Records from a data source

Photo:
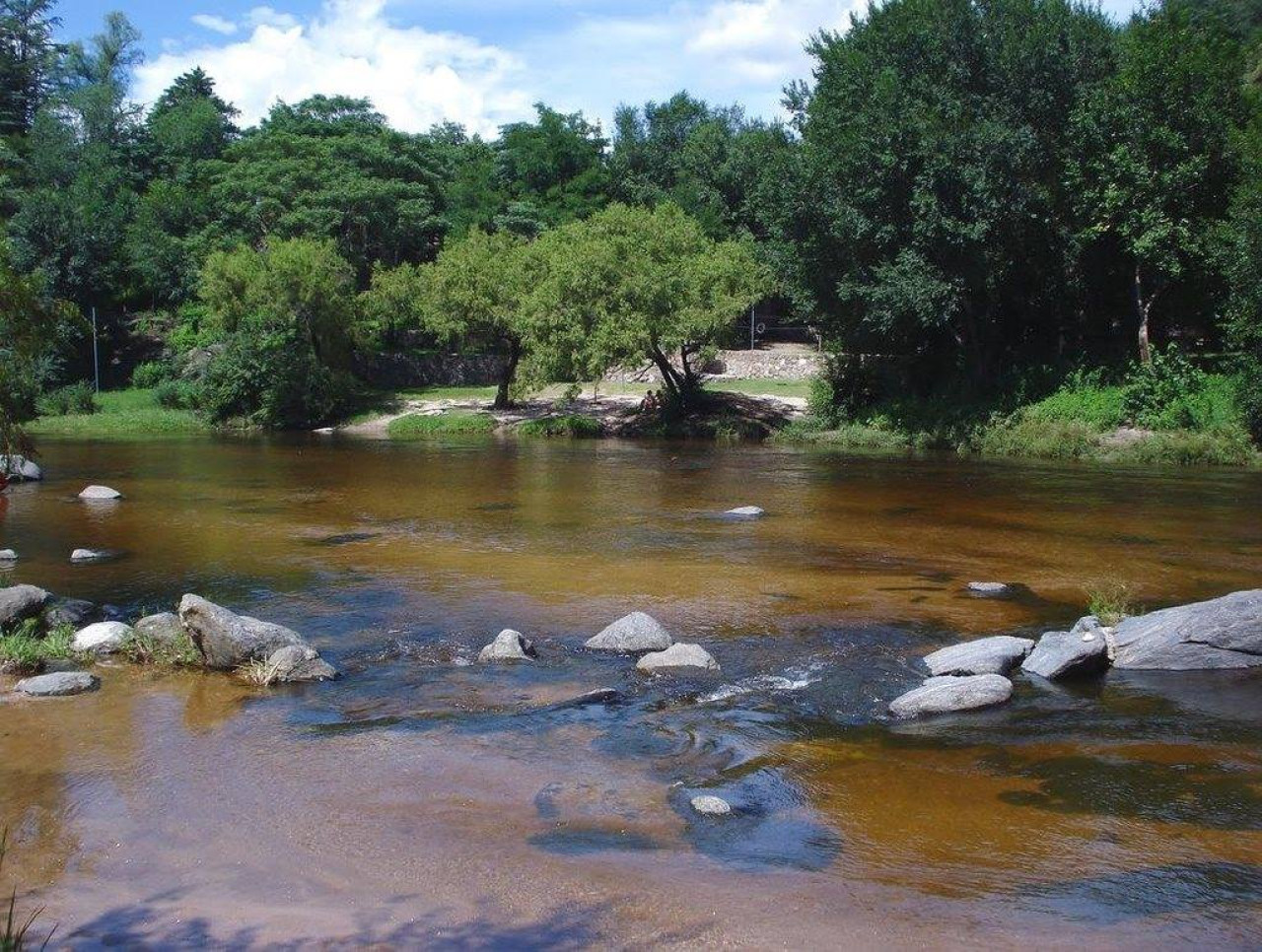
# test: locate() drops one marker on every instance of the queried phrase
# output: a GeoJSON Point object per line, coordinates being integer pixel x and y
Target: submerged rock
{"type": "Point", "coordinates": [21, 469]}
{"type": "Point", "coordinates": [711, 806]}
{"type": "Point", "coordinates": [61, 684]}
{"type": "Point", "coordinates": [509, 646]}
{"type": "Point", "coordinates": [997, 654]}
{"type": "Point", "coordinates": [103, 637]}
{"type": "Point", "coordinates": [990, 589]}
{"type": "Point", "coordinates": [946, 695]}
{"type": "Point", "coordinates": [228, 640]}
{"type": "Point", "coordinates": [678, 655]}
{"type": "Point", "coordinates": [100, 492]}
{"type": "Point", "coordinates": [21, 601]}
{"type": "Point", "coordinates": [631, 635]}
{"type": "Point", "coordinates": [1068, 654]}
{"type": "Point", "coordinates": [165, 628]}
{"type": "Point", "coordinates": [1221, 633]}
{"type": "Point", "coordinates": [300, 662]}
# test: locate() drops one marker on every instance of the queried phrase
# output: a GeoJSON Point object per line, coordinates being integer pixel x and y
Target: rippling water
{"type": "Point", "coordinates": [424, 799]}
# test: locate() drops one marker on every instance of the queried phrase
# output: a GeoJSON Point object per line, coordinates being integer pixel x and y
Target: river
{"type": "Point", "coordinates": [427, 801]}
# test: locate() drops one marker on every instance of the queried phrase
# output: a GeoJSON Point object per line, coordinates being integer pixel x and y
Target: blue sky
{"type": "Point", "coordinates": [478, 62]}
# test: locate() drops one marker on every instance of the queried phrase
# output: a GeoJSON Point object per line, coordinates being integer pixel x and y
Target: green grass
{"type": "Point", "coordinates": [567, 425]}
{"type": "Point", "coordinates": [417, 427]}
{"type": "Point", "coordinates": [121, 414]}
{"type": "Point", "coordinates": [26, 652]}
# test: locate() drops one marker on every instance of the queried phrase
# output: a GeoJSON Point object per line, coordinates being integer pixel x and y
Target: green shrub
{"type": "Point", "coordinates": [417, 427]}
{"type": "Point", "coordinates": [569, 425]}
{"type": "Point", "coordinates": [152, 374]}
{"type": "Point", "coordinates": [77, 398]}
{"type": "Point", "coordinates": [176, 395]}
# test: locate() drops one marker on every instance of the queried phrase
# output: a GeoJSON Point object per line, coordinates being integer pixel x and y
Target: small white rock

_What you have to do_
Copy out the whole listing exactly, and don't carry over any pictures.

_Written solution_
Photo:
# test: locate() drops one marker on every instance of the queried phrase
# output: a GeoJSON Point object per line, coordinates being integer pixel x and y
Target: submerged rock
{"type": "Point", "coordinates": [21, 469]}
{"type": "Point", "coordinates": [711, 806]}
{"type": "Point", "coordinates": [61, 684]}
{"type": "Point", "coordinates": [509, 646]}
{"type": "Point", "coordinates": [997, 654]}
{"type": "Point", "coordinates": [103, 637]}
{"type": "Point", "coordinates": [990, 589]}
{"type": "Point", "coordinates": [946, 695]}
{"type": "Point", "coordinates": [228, 640]}
{"type": "Point", "coordinates": [678, 655]}
{"type": "Point", "coordinates": [100, 492]}
{"type": "Point", "coordinates": [21, 601]}
{"type": "Point", "coordinates": [631, 635]}
{"type": "Point", "coordinates": [1068, 654]}
{"type": "Point", "coordinates": [165, 628]}
{"type": "Point", "coordinates": [1221, 633]}
{"type": "Point", "coordinates": [300, 662]}
# test: locate() drops one marker on every instance of the queried phrase
# output: a GeoJSON Point object per line, coordinates being integer pixel x and y
Target: rippling water
{"type": "Point", "coordinates": [424, 799]}
# test: locate() drops one marker on every instance of the queried phrase
# output: a GeoJSON Point object per line, coordinates being integer pixel x and y
Target: river
{"type": "Point", "coordinates": [427, 801]}
# test: locate() drops one marker on every instance of the queried phrase
# output: a GeoJSON Point object per line, coordinates being integer pixel x and y
Target: blue sky
{"type": "Point", "coordinates": [478, 62]}
# test: locate() drops one marker on every instance of the queried phrase
# output: a GeoJSON Point object per line, coordinates being integer pixel x and y
Target: green grass
{"type": "Point", "coordinates": [567, 425]}
{"type": "Point", "coordinates": [417, 427]}
{"type": "Point", "coordinates": [121, 414]}
{"type": "Point", "coordinates": [26, 652]}
# test: locate() drops one marker on every instance of the queried phrase
# output: a GeoJSON Point object per line, coordinates being integer pixel x and y
Target: green shrub
{"type": "Point", "coordinates": [417, 427]}
{"type": "Point", "coordinates": [569, 425]}
{"type": "Point", "coordinates": [152, 374]}
{"type": "Point", "coordinates": [77, 398]}
{"type": "Point", "coordinates": [176, 395]}
# test: locate() drops one marker on every instance of the queried phrase
# output: a GeoJSON Point object per line, coordinates being integer pixel x and y
Target: small white rock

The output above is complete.